How to deploy Kubeflow on Kubernetes Kapsule

Kubeflow - Overview

Kubeflow provides several modules to handle different Machine Learning / Deep Learning workloads. Its intention is not the recreation of services, but to provide a simple and straightforward way to deploy well-established open-source systems on Kubernetes.

In this tutorial you will learn how to deploy Kubeflow and its services on Kubernetes Kapsule, the managed Kubernetes service from Scaleway.

Requirements

Creating a Kubernetes Kapsule Cluster

1 . Login into your Scaleway Console. The Console dashboard displays.

2 . Click on Kapsule in the menu on the left:

3 . The Kapsule section displays. Click Create a cluster to create a new Kubernetes cluster.

4 . The cluster creation page displays. Enter the following information:

  • Enter a Name for the Cluster: Set name for the cluster, for example Kubeflow
  • Choose a Kubernetes Version: Select the Kubernetes version for the cluster. Choose Version 1.15 from the drop-down list. This version is compatible with Kubeflow.
  • Select the Number of Nodes and Type for Your Default Pool:
    • Activate Autoscale the number of nodes
    • Enter the minimum and maximum number of nodes available for the pool, we choose Minimum 1 and Maximum 2
    • Choose the node type, we use GP-1 M instances for this tutorial (16 cores, 64 GB RAM)

      Note: In case you choose an under dimensioned configuration for your base cluster, and if you later add GPU nodes to your pool with autoscaling, the automatic scaling down of the GPU nodes might be prevented by Kubeflow system pods being deployed on the GPU nodes (due to the high cpu/memory pressure on the CPU nodes).

**EXTRACTED RECORDS**

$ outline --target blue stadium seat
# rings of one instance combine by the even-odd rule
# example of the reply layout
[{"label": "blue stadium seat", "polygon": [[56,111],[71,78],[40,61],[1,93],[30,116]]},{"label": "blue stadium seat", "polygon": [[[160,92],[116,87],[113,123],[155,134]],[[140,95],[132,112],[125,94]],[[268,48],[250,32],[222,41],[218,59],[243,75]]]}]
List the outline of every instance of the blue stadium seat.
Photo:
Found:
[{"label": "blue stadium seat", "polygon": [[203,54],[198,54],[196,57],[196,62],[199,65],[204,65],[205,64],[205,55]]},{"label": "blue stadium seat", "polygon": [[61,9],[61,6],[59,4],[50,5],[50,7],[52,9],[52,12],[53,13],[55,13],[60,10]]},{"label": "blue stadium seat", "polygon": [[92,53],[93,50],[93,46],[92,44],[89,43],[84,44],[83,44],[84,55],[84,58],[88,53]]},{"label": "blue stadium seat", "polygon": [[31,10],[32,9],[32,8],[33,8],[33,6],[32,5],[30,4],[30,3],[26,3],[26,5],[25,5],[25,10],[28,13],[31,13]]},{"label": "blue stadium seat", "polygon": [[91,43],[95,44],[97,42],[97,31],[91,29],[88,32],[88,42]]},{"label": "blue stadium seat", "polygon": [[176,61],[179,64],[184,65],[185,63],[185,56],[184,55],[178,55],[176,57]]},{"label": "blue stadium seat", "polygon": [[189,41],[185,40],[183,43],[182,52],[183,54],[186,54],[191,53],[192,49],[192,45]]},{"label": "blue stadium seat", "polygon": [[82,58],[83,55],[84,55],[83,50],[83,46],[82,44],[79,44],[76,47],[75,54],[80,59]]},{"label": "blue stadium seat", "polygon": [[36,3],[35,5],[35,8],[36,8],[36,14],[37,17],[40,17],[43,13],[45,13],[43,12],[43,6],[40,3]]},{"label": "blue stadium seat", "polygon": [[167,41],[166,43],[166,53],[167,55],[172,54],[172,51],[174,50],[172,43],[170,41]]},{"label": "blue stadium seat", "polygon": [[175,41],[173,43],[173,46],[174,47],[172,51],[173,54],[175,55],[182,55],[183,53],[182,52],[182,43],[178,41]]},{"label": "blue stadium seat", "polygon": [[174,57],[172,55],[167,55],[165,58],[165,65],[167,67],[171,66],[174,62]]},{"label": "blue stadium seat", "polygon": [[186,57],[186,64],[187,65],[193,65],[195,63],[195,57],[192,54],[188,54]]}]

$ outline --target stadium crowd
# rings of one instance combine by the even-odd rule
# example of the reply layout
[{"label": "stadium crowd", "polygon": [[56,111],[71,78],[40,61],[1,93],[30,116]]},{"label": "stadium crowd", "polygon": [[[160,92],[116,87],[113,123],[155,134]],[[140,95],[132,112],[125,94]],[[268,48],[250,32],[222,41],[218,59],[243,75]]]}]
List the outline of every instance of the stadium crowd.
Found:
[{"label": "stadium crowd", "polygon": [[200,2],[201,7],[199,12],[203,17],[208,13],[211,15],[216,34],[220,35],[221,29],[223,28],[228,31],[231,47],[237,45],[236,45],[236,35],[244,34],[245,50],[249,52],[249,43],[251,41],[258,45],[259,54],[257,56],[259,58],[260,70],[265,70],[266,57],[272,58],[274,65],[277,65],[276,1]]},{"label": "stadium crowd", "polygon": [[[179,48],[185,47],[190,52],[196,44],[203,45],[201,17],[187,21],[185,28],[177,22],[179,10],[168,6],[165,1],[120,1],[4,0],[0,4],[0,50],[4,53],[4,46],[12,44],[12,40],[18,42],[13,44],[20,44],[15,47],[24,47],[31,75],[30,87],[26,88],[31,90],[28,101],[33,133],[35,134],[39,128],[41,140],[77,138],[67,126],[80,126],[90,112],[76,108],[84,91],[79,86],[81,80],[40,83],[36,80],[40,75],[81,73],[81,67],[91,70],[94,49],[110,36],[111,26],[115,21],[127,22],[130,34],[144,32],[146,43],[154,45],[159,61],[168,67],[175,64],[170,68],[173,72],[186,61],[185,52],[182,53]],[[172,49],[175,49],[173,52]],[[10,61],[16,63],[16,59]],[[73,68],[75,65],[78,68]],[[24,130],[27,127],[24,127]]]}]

**INSTRUCTION**
In the Kubeflow deployment tutorial, which Kubernetes version should be chosen when creating the cluster?

**SOLUTION TO THIS EXERCISE**
Version 1.15